Written request: Number the lines below as a list, skipping any blank ones. Leave any pictures out of your answer.

[BEGIN Dataset excerpts]

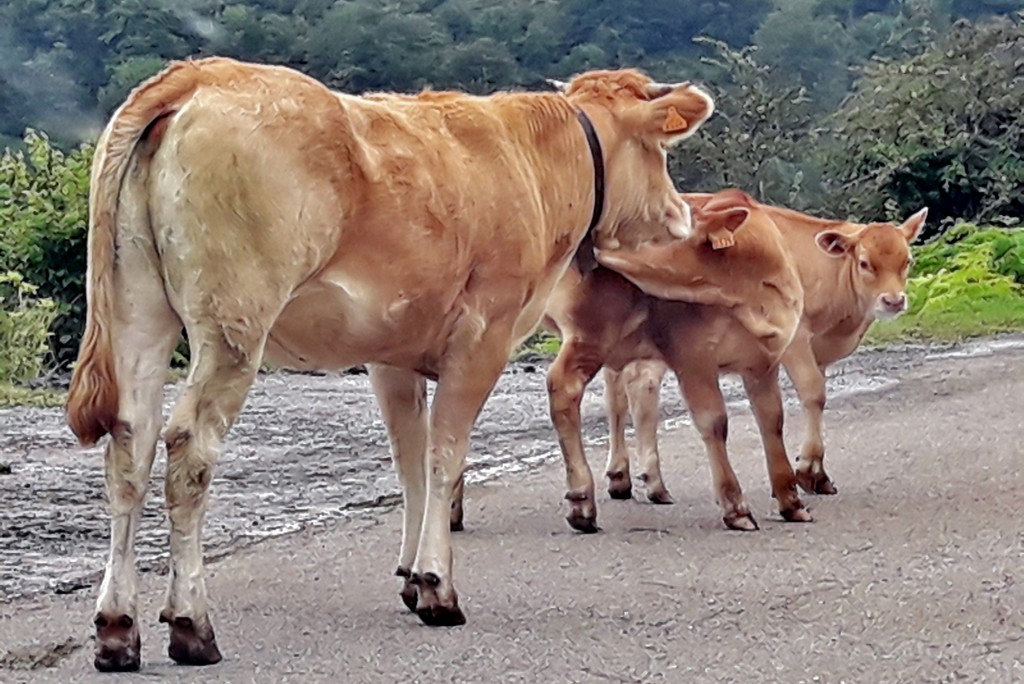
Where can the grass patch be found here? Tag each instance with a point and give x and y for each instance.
(12, 395)
(970, 283)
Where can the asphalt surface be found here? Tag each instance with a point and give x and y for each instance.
(913, 572)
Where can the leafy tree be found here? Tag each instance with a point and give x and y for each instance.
(759, 138)
(944, 129)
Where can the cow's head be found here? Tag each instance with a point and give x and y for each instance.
(879, 256)
(637, 121)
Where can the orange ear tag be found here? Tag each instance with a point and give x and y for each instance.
(674, 122)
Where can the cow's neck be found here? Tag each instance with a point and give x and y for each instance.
(585, 260)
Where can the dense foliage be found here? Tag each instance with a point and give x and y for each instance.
(862, 109)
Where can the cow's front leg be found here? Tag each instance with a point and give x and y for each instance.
(468, 375)
(616, 408)
(704, 396)
(643, 389)
(401, 395)
(809, 380)
(766, 400)
(574, 367)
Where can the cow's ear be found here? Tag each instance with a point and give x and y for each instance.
(719, 224)
(676, 112)
(834, 243)
(911, 226)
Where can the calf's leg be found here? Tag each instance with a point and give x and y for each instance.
(766, 400)
(568, 376)
(644, 388)
(809, 380)
(616, 405)
(704, 396)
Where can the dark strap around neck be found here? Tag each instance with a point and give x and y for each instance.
(585, 254)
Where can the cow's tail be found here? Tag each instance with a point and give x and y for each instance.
(92, 395)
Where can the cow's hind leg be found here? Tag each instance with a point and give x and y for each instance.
(766, 400)
(643, 391)
(402, 398)
(704, 396)
(145, 330)
(574, 367)
(616, 407)
(476, 354)
(225, 357)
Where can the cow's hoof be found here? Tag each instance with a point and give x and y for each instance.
(744, 522)
(410, 595)
(815, 482)
(620, 485)
(659, 496)
(190, 643)
(433, 609)
(119, 647)
(797, 513)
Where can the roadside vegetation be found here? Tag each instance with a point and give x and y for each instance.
(861, 109)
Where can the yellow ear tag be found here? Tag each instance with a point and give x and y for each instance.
(674, 122)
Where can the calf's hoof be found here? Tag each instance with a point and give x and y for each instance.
(192, 643)
(583, 513)
(410, 594)
(815, 482)
(435, 609)
(620, 485)
(119, 647)
(659, 496)
(744, 522)
(796, 513)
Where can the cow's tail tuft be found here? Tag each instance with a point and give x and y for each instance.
(93, 394)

[END Dataset excerpts]

Complete response:
1. Where can the grass patch be found here? Tag each instance with a point and give x and y for each instance.
2. (12, 395)
3. (970, 283)
4. Where can the asphalt surface be found here? Tag each instance with a point and give x and y for each instance.
5. (913, 572)
6. Where can the leafy tree be found here? Tag each instance with a point and give x and y for each instance.
7. (759, 138)
8. (944, 129)
9. Where can the cow's head be found here? Tag each instance with a point and give x and y for each instance.
10. (879, 256)
11. (637, 121)
12. Where can the orange ear tag be found here? Tag each instance with a point and give x and y for each instance.
13. (674, 122)
14. Where can the cow's neck be found here? Tag each instance with a point and give x and y for each instance.
15. (585, 260)
16. Where can the dense foliage be found here? Tag each instance with a point and give x and y for each instance.
17. (862, 109)
18. Where can the cow's front leg be found here? Tag each instance with a point and give x and y for each instance.
19. (468, 375)
20. (616, 408)
21. (704, 396)
22. (643, 389)
23. (401, 395)
24. (809, 380)
25. (766, 400)
26. (574, 367)
27. Where can the cow's ear be found here? Tag each instance with a point and give x and y for each instance.
28. (719, 224)
29. (676, 112)
30. (834, 243)
31. (911, 226)
32. Where can the calf's leg be found here? Tag each instance with a point and give x and y for each instance.
33. (766, 400)
34. (568, 376)
35. (644, 388)
36. (809, 380)
37. (616, 405)
38. (704, 396)
39. Where can the dark strap around neck be found here? Tag each instance with a point and give x and y for each instance.
40. (585, 254)
41. Where can the cow's tail be found here? Tag each instance with a point and give x and y for each instance.
42. (92, 395)
43. Where can the cow's hind leg be found here? Tag each instance with a point and give x and y for each instance.
44. (766, 400)
45. (643, 391)
46. (402, 398)
47. (704, 396)
48. (145, 330)
49. (574, 367)
50. (616, 407)
51. (476, 354)
52. (225, 357)
53. Where can the cow's hoof be found here? Tag each instance with a point and give x and y for each instance.
54. (744, 522)
55. (410, 595)
56. (815, 482)
57. (620, 485)
58. (659, 496)
59. (190, 643)
60. (433, 609)
61. (119, 647)
62. (797, 513)
63. Where can the roadside vegetation be found here? Tag each instance with a point and give x and y for each instance.
64. (861, 109)
65. Where can the yellow ear tag be found here? Tag each instance with a point and give x and y for each instance.
66. (674, 122)
67. Where can the calf's hoof be found here? Tag each instance with a point and give x and y for each instance.
68. (192, 643)
69. (583, 513)
70. (410, 594)
71. (815, 482)
72. (435, 609)
73. (620, 485)
74. (119, 647)
75. (659, 496)
76. (744, 522)
77. (796, 513)
78. Where can the cow's tail tuft be found here? Tag each instance with a point and give x and y for each instance.
79. (93, 394)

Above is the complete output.